Top of Study text

= Francis A. Thomas =

American politician (1826–1899)

Francis A. Thomas (1826 – September 28, 1899) was a prominent physician and Republican politician in New York City's 19th ward.

Born in Lewis County, New York, Thomas graduated from the Columbia College of Physicians and Surgeons in 1853. In 1854, he was appointed as house physician for Blackwell's Island, serving for one year.

Thomas was a prominent Republican, helping to found the Sons of Freedom during the Civil War. The Sons of Freedom later merged into the Union League Club.

Elected in 1865, Thomas served as a councilman from the Seventh District from 1866 to 1867. In 1868, Thomas ran on the Republican ticket for the United States House of Representatives against Democrat Fernando Wood, losing in a close and bitterly contested election. He subsequently was made Police Surgeon, and held that office for ten years.

On September 26, 1899, Thomas was struck by a Lexington Avenue cable car while crossing 85th Street near his home and died two days later at Presbyterian Hospital.

==Notes==
- However, in "Fernando Wood: A Political Biography", Jerome Mushkat characterizes Thomas as a "token candidate", which seems to be borne out by Wood winning with 57.6% of the vote to Thomas's 35.7%.

Bottom of Study text
Top of Data to examine

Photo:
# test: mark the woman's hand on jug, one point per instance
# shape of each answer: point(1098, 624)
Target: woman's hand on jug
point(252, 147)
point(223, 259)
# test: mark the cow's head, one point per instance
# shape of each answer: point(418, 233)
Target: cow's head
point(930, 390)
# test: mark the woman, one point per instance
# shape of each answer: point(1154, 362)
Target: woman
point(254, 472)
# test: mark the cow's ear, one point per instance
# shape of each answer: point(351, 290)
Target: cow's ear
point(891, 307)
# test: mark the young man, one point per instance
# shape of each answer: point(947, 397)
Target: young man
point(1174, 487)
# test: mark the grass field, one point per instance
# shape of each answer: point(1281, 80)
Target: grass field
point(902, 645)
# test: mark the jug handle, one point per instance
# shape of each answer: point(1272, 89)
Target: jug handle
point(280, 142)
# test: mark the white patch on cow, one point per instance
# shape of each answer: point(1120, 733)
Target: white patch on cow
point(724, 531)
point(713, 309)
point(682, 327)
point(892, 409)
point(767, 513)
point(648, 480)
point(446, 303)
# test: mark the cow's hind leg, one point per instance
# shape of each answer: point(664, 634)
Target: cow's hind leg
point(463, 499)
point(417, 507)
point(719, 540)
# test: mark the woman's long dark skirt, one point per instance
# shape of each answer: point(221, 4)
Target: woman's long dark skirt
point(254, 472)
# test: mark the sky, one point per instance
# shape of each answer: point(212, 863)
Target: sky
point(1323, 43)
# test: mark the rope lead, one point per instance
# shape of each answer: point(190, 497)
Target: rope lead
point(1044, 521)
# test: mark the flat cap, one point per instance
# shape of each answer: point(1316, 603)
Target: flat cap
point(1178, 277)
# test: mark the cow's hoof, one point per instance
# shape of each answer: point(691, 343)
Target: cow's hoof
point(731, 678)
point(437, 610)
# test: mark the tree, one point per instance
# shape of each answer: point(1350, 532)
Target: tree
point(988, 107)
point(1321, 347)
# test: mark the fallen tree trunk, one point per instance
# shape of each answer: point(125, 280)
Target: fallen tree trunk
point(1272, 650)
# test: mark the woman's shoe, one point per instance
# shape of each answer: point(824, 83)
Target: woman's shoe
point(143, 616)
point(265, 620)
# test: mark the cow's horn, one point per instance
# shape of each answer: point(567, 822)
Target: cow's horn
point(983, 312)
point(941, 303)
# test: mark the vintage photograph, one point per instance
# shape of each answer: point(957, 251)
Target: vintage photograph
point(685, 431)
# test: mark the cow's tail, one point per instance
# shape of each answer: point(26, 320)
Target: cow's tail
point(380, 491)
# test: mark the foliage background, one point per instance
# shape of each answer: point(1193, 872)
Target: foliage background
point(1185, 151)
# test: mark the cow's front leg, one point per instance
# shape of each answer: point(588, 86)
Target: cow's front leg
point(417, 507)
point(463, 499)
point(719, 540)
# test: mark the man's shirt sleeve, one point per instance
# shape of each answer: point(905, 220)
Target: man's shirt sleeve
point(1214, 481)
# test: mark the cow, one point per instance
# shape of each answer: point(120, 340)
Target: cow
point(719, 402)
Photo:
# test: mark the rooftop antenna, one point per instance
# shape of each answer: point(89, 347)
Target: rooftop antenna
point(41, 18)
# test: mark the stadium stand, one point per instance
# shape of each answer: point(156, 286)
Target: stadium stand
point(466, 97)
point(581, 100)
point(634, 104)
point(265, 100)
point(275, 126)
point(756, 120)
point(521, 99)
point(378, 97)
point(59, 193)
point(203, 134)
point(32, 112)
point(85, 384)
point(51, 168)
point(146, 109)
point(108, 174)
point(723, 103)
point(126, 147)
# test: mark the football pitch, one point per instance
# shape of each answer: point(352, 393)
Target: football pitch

Bottom of Data to examine

## Instructions for the task
Decide whether each statement below agrees with the Francis A. Thomas text. Answer yes or no for each and quote the text's deciding words.
1. Thomas was house physician for Blackwell's Island for three years.
2. The Sons of Freedom later became part of the Union League Club.
3. Thomas was Police Surgeon for ten years.

## Response
1. No: "In 1854, he was appointed as house physician for Blackwell's Island, serving for one year."
2. Yes: "The Sons of Freedom later merged into the Union League Club."
3. Yes: "He subsequently was made Police Surgeon, and held that office for ten years."